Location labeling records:
################

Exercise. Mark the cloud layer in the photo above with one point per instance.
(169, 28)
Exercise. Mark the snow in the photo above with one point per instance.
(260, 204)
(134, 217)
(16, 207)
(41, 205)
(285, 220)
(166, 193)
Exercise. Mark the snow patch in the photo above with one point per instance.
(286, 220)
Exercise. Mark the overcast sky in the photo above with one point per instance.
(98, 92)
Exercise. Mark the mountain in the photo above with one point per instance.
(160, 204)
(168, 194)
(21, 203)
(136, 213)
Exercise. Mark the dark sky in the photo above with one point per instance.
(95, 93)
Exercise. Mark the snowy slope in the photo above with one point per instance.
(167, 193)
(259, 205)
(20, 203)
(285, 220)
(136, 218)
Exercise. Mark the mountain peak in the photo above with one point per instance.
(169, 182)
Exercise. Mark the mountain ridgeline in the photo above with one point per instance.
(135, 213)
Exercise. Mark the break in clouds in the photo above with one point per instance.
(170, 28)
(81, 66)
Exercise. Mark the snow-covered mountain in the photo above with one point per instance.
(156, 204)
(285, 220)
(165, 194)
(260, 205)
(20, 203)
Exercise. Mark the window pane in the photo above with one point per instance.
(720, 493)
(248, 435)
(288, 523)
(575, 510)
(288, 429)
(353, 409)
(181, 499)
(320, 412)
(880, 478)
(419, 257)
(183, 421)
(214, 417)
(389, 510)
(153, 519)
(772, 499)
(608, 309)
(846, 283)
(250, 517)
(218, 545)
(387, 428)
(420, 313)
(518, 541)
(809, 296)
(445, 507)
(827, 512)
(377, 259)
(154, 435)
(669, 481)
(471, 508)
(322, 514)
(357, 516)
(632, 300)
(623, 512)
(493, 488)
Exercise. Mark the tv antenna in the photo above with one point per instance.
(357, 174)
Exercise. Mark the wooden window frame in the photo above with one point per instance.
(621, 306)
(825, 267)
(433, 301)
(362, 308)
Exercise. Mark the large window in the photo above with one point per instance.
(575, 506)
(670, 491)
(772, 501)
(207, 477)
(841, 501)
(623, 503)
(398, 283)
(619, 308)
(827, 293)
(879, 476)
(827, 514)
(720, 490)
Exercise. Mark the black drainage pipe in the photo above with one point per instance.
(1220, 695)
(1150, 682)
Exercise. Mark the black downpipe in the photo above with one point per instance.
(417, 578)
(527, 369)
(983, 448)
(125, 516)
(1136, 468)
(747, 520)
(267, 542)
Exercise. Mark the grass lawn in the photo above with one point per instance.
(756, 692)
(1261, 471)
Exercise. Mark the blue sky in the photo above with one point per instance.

################

**WRITTEN PROBLEM:** Rewrite every one of the entries above, putting "a single point for each instance" wherever "one point per instance" appears and keeping all other text the same.

**ANSWER FOR THIS EXERCISE:**
Exercise. Mark the cloud layer in the photo above with a single point for each instance.
(169, 28)
Exercise. Mark the snow in the photo above with a single point for each instance.
(260, 204)
(134, 217)
(16, 207)
(41, 205)
(285, 220)
(166, 193)
Exercise. Mark the snow patch in the photo above with a single point for each instance.
(286, 220)
Exercise. Mark the overcast sky in the photo above with a single point for each instance.
(98, 92)
Exercise. Mark the mountain in the photo above with a single point for each instance.
(160, 204)
(168, 194)
(21, 203)
(136, 213)
Exercise. Mark the dark sky in the photo above with a single point for each instance.
(95, 93)
Exercise. Mark the snowy slope in the photo above with a single point for each instance.
(167, 193)
(259, 205)
(20, 203)
(285, 220)
(136, 218)
Exercise. Mark the mountain peak in the photo above with a single point for each instance.
(169, 182)
Exercise. Mark the mountain ridgeline in the photo above with a single point for each instance.
(135, 213)
Exercise. Mark the break in clouds in the photo above with a single point for each instance.
(170, 28)
(81, 66)
Exercise. Mark the snow-covered mountain in the photo above with a single point for each instance.
(156, 204)
(285, 220)
(165, 194)
(260, 205)
(20, 203)
Exercise. Mark the window pane in the photo above with a single point for each instance.
(720, 493)
(248, 435)
(288, 523)
(575, 510)
(288, 429)
(353, 409)
(181, 499)
(320, 412)
(880, 478)
(419, 257)
(183, 421)
(214, 417)
(389, 510)
(153, 519)
(772, 499)
(608, 309)
(846, 283)
(250, 517)
(218, 545)
(387, 428)
(420, 313)
(518, 541)
(809, 296)
(445, 507)
(827, 512)
(377, 259)
(154, 435)
(669, 481)
(471, 508)
(322, 514)
(357, 516)
(632, 300)
(623, 512)
(493, 488)
Exercise. Mark the tv antenna in the photo above with a single point for each instance.
(357, 174)
Exercise. Mark the wooden window frame in the photo above with a single point for each instance.
(621, 306)
(825, 267)
(433, 301)
(362, 308)
Exercise. Mark the large window in the photo above with a single point for each instance.
(575, 506)
(670, 491)
(772, 501)
(207, 477)
(841, 501)
(623, 503)
(398, 283)
(619, 308)
(827, 293)
(879, 476)
(827, 514)
(720, 490)
Exercise. Mark the black drainage pipe in the photo above with a single point for each instance.
(1220, 695)
(1150, 682)
Exercise. Mark the black downpipe in the photo above with a single point for each instance.
(417, 578)
(527, 369)
(983, 448)
(125, 516)
(1136, 468)
(747, 520)
(267, 542)
Exercise. Mark the grass lawn in the photo above with a single point for each instance.
(756, 692)
(1261, 471)
Exercise. Mark the blue sky in the photo above with a single point for each instance.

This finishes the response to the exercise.